__Actions to take__.
1) In the article on shared SMSF fees, restate the paragraph that begins "The primary danger when you have an SMSF with friends" more briefly, keeping its main facts.
2) Transcribe everything from "- Direct ownership" down to "first and foremost." in the article on shared SMSF fees, word for word.

__Passage given__.

How a ‘shared SMSF’ could reduce SMSF fees
The table below compares a basic self managed super fund with all members in the accumulation phase, where the only investments held are cash and listed Australian or US shares.
The ASIC fee means a trustee company is used, and all SMSFs pay the ATO levy. The SMSF administration fee includes the accounting and independent audit. The segregation fee is the additional fee to account for the separate or ‘segregated’ accounts and investments of unrelated members of the SMSF (more on this below).
|No. Members||ASIC||ATO Levy||SMSF Administration||Segregation Fees||Total Annual Fees||Fees Per Member|
|1||$ 63||$ 259||$ 1,375||$ –||$ 1,697||$ 1,697.00|
|2||$ 63||$ 259||$ 1,375||$ 330||$ 2,027||$ 1,013.50|
|3||$ 63||$ 259||$ 1,375||$ 660||$ 2,357||$ 785..67|
|4||$ 63||$ 259||$ 1,375||$ 990||$ 2,687||$ 671.75|
|5||$ 63||$ 259||$ 1,375||$ 1,320||$ 3,017||$ 603.40|
|6||$ 63||$ 259||$ 1,375||$ 1,650||$ 3,347||$ 557.83|
Based on the above, you can quickly see the difference adding additional members makes to the fees incurred per member. This is the key benefit of setting up and running an SMSF with friends and is somewhat obvious – but what are the drawbacks?
Risks when running an SMSF with friends
The reasons people set up an SMSF are clear:
- Control (both actual and perceived control);
- Choice of investments (the ability to make specific investments / buy particular stocks)
- Direct ownership (legal and/or beneficial ownership in the name of your SMSF)
Another way of looking at it is that people believe that by taking control of their superannuation investments, they can generate better returns as they’re looking after their interests first and foremost.
But all this control comes with responsibility and the more members who are added to the SMSF, the greater the chances that something will go wrong that will not just impact that member, but could seriously and permanently impact all members of the fund. This is because an SMSF requires all members to be a trustee (or directors of the SMSF trustee company), and the trustee is responsible for complying with the myriad of superannuation and tax rules applicable to SMSFs.
Penalties, disqualifications, fines and imprisonment
The primary danger when you have an SMSF with friends is that one of these super friends commits a serious breach, such as illegal early access or lending SMSF money to members or relatives. Breaches of this type are serious, and the applicable penalty (from 1 July 2023) is $18,780. This amount is either payable personally by every trustee (where the SMSF has individual trustees) or a single penalty is payable where a company trustee is used and all directors are jointly liable for the penalty.

__Dataset entries__.
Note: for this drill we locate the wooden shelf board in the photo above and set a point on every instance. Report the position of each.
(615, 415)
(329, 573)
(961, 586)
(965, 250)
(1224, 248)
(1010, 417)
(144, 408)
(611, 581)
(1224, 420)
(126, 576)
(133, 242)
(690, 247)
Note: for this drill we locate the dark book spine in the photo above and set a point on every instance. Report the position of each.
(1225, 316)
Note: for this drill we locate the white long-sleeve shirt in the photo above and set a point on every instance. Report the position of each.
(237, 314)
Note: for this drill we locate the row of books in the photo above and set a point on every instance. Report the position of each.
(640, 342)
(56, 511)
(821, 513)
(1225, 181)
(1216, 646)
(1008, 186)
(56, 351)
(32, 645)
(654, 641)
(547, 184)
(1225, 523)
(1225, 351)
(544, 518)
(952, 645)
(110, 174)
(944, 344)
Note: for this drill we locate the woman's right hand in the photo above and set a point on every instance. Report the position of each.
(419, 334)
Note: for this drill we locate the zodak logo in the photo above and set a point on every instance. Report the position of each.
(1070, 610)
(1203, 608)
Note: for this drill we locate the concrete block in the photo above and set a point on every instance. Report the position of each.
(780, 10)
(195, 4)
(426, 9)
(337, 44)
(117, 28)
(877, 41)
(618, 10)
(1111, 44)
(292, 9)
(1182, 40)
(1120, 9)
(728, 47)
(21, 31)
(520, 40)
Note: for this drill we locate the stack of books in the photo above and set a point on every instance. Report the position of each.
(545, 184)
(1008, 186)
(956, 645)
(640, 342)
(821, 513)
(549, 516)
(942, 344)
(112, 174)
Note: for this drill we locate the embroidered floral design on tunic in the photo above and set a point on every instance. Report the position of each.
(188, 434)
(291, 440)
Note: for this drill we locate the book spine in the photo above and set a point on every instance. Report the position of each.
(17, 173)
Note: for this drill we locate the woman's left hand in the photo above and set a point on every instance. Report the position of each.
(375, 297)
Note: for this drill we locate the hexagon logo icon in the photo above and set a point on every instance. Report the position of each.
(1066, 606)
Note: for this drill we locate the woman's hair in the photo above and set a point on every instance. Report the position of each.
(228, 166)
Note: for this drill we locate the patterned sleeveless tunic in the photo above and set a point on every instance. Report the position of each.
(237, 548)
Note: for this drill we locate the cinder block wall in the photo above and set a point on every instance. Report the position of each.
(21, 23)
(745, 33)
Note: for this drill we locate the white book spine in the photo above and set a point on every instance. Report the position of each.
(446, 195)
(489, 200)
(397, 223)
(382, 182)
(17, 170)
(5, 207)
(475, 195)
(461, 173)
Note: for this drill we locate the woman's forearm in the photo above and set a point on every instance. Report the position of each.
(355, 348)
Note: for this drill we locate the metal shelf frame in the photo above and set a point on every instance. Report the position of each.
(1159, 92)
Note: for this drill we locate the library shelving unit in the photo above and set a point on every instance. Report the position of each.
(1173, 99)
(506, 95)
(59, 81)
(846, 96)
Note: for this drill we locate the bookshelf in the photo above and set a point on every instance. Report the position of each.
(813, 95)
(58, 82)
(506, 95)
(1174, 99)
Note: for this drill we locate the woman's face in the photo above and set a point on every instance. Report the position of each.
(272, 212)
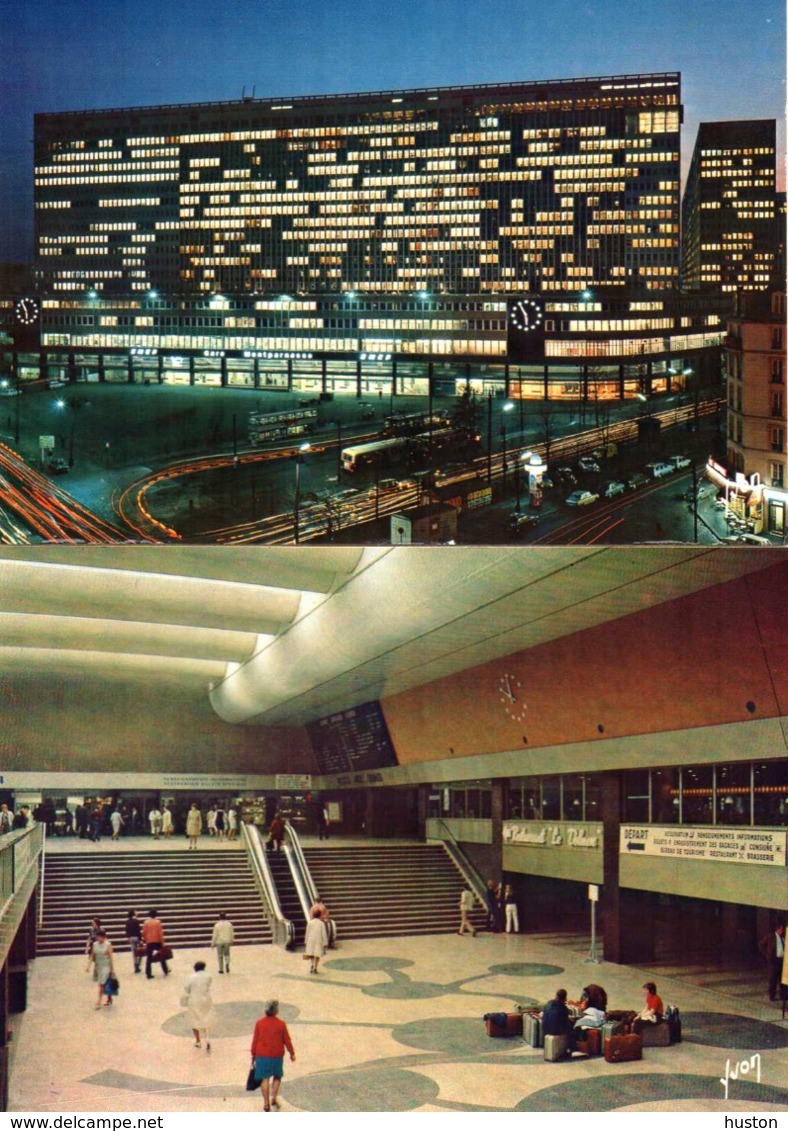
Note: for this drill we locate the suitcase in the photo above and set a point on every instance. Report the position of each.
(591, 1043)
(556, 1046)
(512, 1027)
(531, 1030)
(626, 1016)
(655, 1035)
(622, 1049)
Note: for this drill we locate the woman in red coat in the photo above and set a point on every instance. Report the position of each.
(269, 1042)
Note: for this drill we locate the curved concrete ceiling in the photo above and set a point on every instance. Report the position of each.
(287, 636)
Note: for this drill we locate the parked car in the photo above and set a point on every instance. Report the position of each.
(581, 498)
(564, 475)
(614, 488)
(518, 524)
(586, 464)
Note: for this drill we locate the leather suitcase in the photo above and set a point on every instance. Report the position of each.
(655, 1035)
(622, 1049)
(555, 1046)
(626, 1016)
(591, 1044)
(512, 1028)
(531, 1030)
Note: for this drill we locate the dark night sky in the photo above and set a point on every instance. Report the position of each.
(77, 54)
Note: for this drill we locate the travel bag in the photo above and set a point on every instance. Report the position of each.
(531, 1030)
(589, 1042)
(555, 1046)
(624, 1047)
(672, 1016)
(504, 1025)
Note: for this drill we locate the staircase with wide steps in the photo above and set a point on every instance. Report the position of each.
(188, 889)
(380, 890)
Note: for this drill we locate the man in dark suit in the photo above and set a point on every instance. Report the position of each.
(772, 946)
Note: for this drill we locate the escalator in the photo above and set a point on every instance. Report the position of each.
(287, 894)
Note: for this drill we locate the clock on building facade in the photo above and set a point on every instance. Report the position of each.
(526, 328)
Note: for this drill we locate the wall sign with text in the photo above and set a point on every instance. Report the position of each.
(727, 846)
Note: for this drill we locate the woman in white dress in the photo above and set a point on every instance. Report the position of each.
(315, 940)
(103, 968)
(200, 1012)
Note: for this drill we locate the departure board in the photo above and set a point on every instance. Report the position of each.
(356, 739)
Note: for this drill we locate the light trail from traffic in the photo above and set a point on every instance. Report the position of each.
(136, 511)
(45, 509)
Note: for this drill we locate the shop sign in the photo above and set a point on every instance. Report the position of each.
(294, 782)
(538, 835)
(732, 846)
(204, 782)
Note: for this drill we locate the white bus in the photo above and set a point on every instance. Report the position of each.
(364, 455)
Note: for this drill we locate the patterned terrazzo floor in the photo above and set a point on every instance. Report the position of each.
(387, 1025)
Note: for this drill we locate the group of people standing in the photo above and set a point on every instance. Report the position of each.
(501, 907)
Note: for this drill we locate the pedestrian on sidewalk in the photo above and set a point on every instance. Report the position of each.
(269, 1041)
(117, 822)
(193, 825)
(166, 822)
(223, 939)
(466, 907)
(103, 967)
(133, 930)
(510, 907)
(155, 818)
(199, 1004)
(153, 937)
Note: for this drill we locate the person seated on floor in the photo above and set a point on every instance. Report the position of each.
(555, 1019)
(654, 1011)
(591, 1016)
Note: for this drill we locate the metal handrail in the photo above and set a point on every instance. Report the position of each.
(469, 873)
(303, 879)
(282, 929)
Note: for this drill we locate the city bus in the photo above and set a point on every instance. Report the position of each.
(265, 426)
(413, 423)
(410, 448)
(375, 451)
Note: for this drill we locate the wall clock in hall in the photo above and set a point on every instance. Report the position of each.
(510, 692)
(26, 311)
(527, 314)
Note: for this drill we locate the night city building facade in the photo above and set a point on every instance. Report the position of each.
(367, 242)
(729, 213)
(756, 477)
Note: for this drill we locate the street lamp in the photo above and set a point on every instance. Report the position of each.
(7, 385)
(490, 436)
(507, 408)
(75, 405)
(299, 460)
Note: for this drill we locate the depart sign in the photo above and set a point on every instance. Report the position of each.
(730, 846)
==
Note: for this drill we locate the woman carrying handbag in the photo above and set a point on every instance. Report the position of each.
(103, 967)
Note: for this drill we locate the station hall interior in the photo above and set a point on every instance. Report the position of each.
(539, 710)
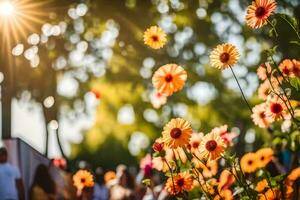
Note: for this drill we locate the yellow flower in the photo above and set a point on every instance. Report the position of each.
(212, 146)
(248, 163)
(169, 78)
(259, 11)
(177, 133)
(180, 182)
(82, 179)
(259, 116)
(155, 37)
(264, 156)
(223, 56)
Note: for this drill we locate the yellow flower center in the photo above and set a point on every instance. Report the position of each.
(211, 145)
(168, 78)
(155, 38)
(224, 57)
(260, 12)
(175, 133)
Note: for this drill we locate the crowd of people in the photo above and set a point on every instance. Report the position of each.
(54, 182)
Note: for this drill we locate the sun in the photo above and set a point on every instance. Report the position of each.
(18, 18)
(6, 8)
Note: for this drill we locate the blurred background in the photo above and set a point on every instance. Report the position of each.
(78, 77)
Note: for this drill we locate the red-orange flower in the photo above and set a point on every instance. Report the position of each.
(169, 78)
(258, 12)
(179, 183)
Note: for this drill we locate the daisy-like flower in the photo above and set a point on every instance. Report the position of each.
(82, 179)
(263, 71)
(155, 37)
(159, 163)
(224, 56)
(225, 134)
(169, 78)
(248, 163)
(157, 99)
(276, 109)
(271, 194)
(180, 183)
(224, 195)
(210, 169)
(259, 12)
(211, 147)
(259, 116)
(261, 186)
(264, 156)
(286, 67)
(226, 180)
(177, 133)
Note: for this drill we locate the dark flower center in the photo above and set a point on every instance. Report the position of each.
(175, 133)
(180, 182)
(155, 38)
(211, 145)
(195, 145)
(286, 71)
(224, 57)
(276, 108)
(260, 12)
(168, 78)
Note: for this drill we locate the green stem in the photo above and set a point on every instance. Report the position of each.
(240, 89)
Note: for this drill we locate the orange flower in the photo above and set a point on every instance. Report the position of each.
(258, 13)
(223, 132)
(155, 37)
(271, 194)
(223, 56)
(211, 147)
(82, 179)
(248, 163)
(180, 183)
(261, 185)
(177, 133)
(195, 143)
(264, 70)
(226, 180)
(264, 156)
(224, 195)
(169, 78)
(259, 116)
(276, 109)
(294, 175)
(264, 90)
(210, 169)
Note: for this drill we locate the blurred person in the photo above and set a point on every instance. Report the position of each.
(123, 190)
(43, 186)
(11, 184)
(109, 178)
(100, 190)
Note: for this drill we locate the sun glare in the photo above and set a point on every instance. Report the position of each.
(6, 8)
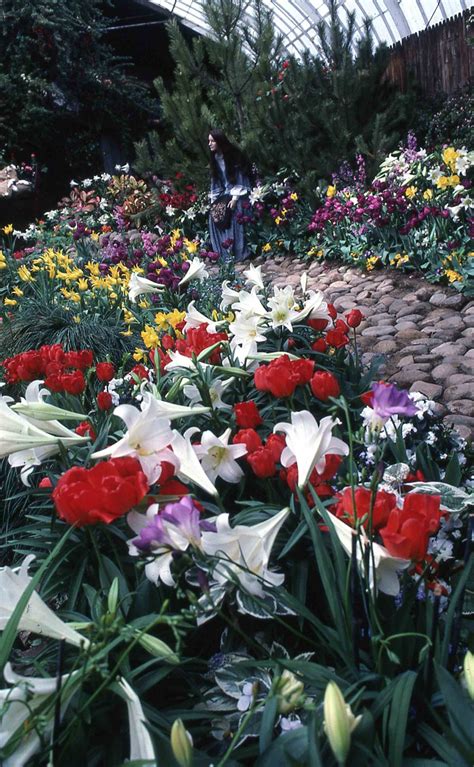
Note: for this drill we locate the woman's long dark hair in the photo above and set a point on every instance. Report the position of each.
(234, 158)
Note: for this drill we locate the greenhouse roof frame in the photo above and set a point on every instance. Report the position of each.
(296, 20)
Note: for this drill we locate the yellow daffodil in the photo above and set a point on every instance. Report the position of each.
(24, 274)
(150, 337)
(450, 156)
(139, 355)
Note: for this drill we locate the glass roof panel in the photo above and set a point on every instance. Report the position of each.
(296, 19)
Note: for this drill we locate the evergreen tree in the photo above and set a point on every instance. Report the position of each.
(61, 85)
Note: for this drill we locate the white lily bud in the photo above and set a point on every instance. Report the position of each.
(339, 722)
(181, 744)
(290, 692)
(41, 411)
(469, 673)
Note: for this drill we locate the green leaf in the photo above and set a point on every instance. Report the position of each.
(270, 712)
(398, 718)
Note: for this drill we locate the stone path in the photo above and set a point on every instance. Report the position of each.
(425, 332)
==
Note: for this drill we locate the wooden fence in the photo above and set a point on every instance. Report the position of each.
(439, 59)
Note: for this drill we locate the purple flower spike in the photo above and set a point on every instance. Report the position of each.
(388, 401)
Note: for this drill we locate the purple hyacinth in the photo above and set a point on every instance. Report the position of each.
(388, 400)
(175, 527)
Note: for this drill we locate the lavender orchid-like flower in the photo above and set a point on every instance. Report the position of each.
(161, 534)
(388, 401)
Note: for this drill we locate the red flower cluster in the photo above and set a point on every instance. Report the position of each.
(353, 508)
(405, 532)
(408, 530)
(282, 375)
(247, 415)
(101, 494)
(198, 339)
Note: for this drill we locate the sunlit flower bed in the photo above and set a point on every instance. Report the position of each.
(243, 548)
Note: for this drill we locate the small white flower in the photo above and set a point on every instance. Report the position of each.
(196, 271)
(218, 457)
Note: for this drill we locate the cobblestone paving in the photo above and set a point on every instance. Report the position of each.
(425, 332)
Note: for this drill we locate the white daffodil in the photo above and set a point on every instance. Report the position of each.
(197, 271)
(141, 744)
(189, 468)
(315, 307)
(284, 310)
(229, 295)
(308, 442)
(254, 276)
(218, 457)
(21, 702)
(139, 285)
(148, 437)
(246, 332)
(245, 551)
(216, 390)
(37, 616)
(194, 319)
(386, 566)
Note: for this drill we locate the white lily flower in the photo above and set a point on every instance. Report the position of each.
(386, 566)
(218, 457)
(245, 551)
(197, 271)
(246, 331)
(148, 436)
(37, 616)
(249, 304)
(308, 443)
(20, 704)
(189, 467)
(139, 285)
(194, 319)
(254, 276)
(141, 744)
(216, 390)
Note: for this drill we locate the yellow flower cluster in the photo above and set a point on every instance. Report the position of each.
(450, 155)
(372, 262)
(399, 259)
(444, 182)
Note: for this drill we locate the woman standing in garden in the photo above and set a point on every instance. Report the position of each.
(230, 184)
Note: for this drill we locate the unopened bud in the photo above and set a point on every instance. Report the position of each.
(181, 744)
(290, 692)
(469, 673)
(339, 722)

__Answers for the tasks__.
1) The main risk of sharing an SMSF with friends is that one member commits a serious breach, such as illegal early access or lending SMSF money to members or relatives. From 1 July 2023 the penalty for such a breach is $18,780. Each trustee pays it personally when the fund has individual trustees. When a company trustee is used, a single penalty applies, and all directors are jointly liable for it.

2)
- Direct ownership (legal and/or beneficial ownership in the name of your SMSF)
Another way of looking at it is that people believe that by taking control of their superannuation investments, they can generate better returns as they’re looking after their interests first and foremost.